* _Written problem 1_:
List every resolution tested in the resolution robustness table of the OpenAdapt Grounding page.
* _Written problem 2_:
Using the OpenAdapt Grounding page, decide whether each statement agrees with it: (a) template matching breaks when the theme changes; (b) stabilized detection has an average detection rate of about 60-70%; (c) text anchoring matches elements by OCR text. Answer yes or no for each and quote the deciding words.
* _Written problem 3_:
Write the next part of the OpenAdapt Grounding page, picking up after its last line.

* _Provided text_:
• • • • •

OpenAdapt Grounding

January 29, 2026 · View on GitHub

Robust UI element localization for automation.

Turn flakey single-frame detections into stable, reliable element coordinates.

The Problem

Vision models like OmniParser miss elements randomly frame-to-frame ("flickering"). Template matching breaks with resolution/theme changes.

Raw Flickering Detection

Left: Raw detections showing frame-to-frame flickering

The Solution

Temporal Smoothing: Aggregate detections across frames, keep only stable elements
Text Anchoring: Match elements by OCR text (resolution-independent)

Side-by-Side Comparison

Side-by-side: Raw flickering (left) vs Stabilized detection (right)

Results

Detection Stability

Metric	Raw (30% dropout)	Stabilized
Avg Detection Rate	~60-70%	80-100%
Min Detection Rate	~40%	Consistent
Consistency	Flickering	Stable

Resolution Robustness

Scale	Resolution	Elements Found	Status
1.0x	800x600	All	✓
1.25x	1000x750	All	✓
1.5x	1200x900	All	✓
2.0x	1600x1200	All	✓

Visual Output

Stabilized Detection

Stable elements after temporal filtering

Quick Start

uv pip install openadapt-grounding

Build a Registry (Offline)

• • • • •

* _Rows_:
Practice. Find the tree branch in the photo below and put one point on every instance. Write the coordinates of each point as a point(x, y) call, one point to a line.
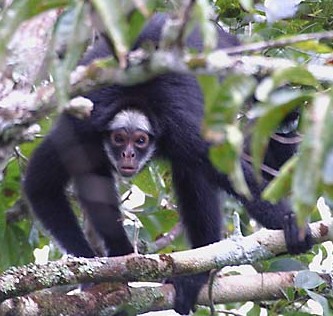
point(143, 298)
point(261, 245)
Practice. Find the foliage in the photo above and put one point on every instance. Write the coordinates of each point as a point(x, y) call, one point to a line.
point(230, 105)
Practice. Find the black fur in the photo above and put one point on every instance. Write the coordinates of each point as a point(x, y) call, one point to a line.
point(174, 105)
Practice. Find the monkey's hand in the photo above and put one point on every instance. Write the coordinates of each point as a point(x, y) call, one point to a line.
point(187, 290)
point(298, 241)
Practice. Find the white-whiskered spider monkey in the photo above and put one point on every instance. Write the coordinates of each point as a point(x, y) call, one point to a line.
point(128, 126)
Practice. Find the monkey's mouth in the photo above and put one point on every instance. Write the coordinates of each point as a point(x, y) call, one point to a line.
point(127, 171)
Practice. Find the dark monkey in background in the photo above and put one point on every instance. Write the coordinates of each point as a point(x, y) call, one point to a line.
point(128, 126)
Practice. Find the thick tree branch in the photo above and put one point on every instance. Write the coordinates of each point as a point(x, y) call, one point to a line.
point(106, 296)
point(259, 246)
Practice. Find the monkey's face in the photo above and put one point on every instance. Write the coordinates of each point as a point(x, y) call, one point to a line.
point(129, 150)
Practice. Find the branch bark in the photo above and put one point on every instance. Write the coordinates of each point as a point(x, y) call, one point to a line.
point(241, 250)
point(108, 296)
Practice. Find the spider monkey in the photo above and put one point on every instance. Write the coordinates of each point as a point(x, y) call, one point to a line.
point(128, 126)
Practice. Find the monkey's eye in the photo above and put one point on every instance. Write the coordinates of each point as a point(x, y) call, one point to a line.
point(141, 139)
point(118, 138)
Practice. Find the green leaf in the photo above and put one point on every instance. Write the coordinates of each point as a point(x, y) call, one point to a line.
point(308, 280)
point(322, 301)
point(286, 264)
point(114, 20)
point(226, 103)
point(294, 75)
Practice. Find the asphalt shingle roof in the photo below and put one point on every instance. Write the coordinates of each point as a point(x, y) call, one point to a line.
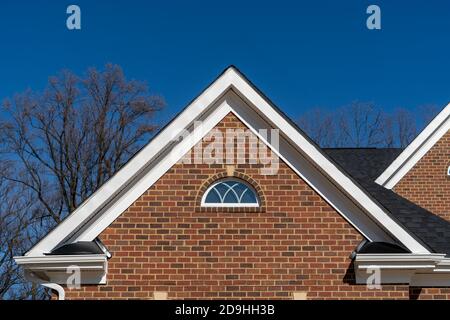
point(364, 166)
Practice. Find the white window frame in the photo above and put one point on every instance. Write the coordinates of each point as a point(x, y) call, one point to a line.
point(230, 205)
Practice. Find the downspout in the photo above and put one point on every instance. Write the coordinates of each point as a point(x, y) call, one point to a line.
point(31, 276)
point(59, 289)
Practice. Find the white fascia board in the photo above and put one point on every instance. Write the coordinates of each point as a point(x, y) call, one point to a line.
point(433, 132)
point(328, 167)
point(60, 259)
point(162, 166)
point(52, 270)
point(298, 162)
point(106, 195)
point(233, 104)
point(411, 269)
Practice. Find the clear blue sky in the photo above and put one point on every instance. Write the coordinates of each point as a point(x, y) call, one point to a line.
point(302, 54)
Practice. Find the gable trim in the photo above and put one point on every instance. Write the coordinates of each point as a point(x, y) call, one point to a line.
point(432, 133)
point(109, 202)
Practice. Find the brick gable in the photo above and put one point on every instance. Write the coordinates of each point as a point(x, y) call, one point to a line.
point(295, 242)
point(427, 183)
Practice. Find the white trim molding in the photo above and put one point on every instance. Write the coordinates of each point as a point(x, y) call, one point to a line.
point(231, 92)
point(52, 271)
point(433, 132)
point(421, 270)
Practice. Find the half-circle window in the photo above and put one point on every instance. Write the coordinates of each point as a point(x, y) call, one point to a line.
point(230, 193)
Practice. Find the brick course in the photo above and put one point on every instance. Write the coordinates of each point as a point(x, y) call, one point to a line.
point(427, 183)
point(294, 242)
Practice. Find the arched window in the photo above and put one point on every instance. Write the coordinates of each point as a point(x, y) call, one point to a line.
point(230, 193)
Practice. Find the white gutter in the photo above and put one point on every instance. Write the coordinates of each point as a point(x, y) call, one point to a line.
point(404, 268)
point(52, 271)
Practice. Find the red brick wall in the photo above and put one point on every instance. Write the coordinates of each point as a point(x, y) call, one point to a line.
point(295, 242)
point(427, 183)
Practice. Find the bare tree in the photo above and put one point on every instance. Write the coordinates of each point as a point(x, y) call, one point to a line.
point(17, 232)
point(360, 125)
point(63, 144)
point(320, 127)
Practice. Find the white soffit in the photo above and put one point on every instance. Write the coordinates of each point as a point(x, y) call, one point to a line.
point(114, 197)
point(433, 132)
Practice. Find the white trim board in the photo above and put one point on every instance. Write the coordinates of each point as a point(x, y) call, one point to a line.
point(139, 174)
point(432, 133)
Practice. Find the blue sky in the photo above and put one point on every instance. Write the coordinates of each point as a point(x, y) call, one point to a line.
point(302, 54)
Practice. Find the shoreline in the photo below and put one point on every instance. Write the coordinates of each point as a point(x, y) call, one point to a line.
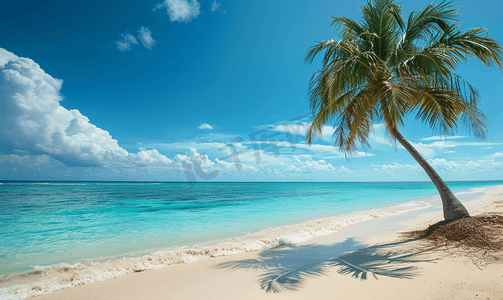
point(353, 234)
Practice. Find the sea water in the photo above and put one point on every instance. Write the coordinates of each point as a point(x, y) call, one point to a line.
point(99, 230)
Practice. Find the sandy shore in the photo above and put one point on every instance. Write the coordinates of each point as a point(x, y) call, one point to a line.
point(362, 261)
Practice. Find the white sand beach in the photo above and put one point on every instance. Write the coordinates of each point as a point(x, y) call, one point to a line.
point(367, 260)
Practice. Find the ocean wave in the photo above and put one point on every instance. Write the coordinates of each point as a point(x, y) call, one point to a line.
point(46, 279)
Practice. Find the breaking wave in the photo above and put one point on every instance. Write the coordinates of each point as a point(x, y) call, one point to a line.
point(46, 279)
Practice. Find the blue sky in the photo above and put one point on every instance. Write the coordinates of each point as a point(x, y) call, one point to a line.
point(164, 90)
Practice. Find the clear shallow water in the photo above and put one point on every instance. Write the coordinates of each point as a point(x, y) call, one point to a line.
point(49, 223)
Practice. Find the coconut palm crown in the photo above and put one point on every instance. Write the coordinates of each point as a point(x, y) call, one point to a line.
point(386, 67)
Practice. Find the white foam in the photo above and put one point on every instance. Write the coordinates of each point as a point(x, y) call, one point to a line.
point(56, 277)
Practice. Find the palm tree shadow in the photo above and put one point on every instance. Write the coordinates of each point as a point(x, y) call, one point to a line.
point(285, 268)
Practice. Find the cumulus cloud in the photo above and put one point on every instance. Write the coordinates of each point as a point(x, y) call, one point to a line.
point(498, 155)
point(180, 10)
point(145, 37)
point(205, 126)
point(125, 43)
point(439, 137)
point(215, 6)
point(34, 121)
point(127, 40)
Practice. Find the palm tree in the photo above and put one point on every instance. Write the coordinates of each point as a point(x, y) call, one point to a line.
point(385, 67)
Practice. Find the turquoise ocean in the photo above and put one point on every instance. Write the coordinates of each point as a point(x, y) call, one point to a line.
point(55, 235)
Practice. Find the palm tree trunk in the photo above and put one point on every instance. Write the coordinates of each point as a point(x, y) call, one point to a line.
point(453, 209)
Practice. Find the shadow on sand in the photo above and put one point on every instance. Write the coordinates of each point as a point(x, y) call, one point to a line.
point(286, 267)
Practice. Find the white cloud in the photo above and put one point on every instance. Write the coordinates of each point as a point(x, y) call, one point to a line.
point(180, 10)
point(145, 37)
point(36, 122)
point(125, 43)
point(424, 150)
point(439, 137)
point(205, 126)
point(215, 6)
point(440, 163)
point(497, 155)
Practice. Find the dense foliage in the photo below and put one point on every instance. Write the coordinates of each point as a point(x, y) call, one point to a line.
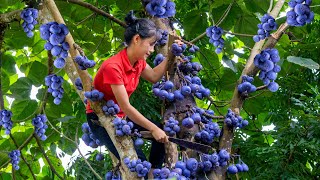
point(290, 150)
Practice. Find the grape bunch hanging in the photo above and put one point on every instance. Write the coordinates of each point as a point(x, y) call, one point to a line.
point(111, 108)
point(215, 35)
point(246, 86)
point(5, 120)
point(88, 137)
point(84, 63)
point(15, 158)
point(94, 95)
point(300, 14)
point(164, 37)
point(54, 84)
point(161, 8)
point(55, 33)
point(234, 120)
point(39, 123)
point(267, 24)
point(140, 167)
point(266, 62)
point(29, 16)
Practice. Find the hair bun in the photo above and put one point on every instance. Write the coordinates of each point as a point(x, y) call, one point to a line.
point(130, 18)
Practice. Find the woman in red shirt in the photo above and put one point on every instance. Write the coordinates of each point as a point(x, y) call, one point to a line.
point(119, 76)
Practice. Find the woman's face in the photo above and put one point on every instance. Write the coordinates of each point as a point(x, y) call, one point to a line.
point(144, 47)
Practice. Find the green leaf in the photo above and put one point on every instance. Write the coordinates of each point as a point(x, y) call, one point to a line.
point(66, 118)
point(306, 62)
point(8, 63)
point(5, 81)
point(22, 88)
point(22, 109)
point(231, 64)
point(246, 24)
point(194, 23)
point(37, 73)
point(257, 5)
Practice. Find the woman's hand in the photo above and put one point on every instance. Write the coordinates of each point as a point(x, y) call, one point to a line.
point(159, 135)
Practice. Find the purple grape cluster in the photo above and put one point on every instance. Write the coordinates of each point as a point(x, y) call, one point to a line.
point(235, 168)
point(158, 59)
point(138, 142)
point(99, 157)
point(300, 14)
point(111, 108)
point(78, 83)
point(166, 173)
point(163, 90)
point(234, 120)
point(142, 168)
point(29, 16)
point(122, 126)
point(39, 123)
point(210, 162)
point(205, 119)
point(268, 23)
point(94, 95)
point(110, 175)
point(161, 8)
point(88, 138)
point(5, 120)
point(178, 50)
point(193, 49)
point(188, 168)
point(207, 135)
point(190, 67)
point(84, 63)
point(266, 62)
point(15, 158)
point(171, 126)
point(164, 37)
point(246, 86)
point(54, 84)
point(215, 35)
point(55, 33)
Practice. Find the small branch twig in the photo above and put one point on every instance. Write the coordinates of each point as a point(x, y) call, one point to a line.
point(270, 6)
point(225, 14)
point(97, 10)
point(10, 16)
point(86, 18)
point(85, 160)
point(79, 49)
point(238, 34)
point(46, 157)
point(16, 144)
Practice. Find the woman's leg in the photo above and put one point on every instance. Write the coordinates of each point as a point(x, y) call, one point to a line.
point(100, 133)
point(157, 152)
point(105, 139)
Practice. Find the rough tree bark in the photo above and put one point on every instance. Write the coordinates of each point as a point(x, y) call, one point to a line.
point(237, 101)
point(124, 145)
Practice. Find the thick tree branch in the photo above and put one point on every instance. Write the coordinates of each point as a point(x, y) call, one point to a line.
point(16, 144)
point(85, 160)
point(98, 11)
point(46, 157)
point(237, 102)
point(2, 31)
point(124, 145)
point(10, 16)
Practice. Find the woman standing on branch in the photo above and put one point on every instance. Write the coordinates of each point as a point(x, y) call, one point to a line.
point(119, 76)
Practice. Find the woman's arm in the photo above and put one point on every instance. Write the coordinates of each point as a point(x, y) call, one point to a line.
point(121, 95)
point(155, 74)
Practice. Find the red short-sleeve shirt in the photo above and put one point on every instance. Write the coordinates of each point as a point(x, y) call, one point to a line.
point(117, 70)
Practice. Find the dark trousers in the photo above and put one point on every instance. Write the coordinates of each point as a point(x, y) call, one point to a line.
point(157, 152)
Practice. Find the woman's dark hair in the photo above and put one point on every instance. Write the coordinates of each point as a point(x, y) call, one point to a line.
point(142, 26)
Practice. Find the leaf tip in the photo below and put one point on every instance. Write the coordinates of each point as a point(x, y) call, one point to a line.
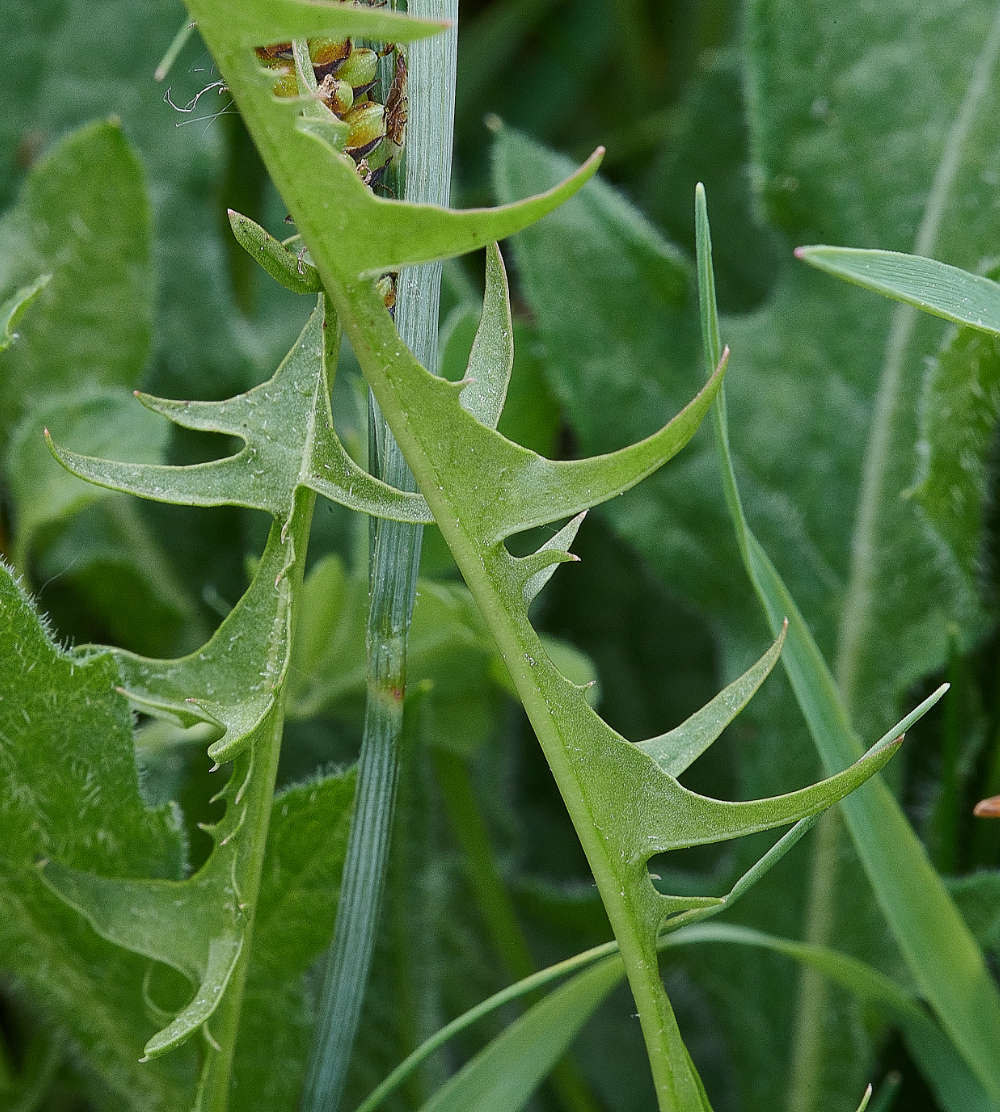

• • • • •

* _Expected answer 1_:
800x600, 1000x750, 1200x900, 1600x1200

* _Expected answer 2_:
(a) Yes: "Template matching breaks with resolution/theme changes."
(b) No: "80-100%"
(c) Yes: "Match elements by OCR text (resolution-independent)"

* _Expected answer 3_:
from openadapt_grounding import RegistryBuilder, Element

# Add detections from multiple frames
builder = RegistryBuilder()
builder.add_frame([
    Element(bounds=(0.3, 0.2, 0.2, 0.05), text="Login"),
    Element(bounds=(0.3, 0.3, 0.2, 0.05), text="Cancel"),
])
# ... add more frames

# Build registry (keeps elements in >50% of frames)
registry = builder.build(min_stability=0.5)
registry.save("elements.json")

Locate Elements (Runtime)

from openadapt_grounding import ElementLocator
from PIL import Image

locator = ElementLocator("elements.json")
screenshot = Image.open("current_screen.png")

result = locator.find("Login", screenshot)
if result.found:
    # Normalized coordinates (0-1)
    print(f"Found at ({result.x:.2f}, {result.y:.2f})")

    # Convert to pixels
    px, py = result.to_pixels(width=1920, height=1080)
    print(f"Click at ({px}, {py})")

Run Demo

uv run python -m openadapt_grounding.demo

Output:

============================================================
OpenAdapt Grounding Demo Results
============================================================

Registry: 5 stable elements

📊 Detection Stability:
  Raw (with 30% dropout):    70%
  Stabilized (filtered):     100%
  Improvement:               +30%

📐 Resolution Robustness:
  ✓ 1.0x (800x600): 5 elements
  ✓ 1.25x (1000x750): 5 elements
  ✓ 1.5x (1200x900): 5 elements
  ✓ 2.0x (1600x1200): 5 elements

📁 Outputs saved to: demo_output/

How It Works

Temporal Clustering

Frame 1: [Login ✓] [Cancel ✓] [Password ✗]  → 2/3 detected
Frame 2: [Login ✓] [Cancel ✗] [Password ✓]  → 2/3 detected
Frame 3: [Login ✓] [Cancel ✓] [Password ✓]  → 3/3 detected
...
After 10 frames:
  - "Login" seen 9/10 times → KEEP (90% stability)
  - "Cancel" seen 7/10 times → KEEP (70% stability)
  - "Password" seen 8/10 times → KEEP (80% stability)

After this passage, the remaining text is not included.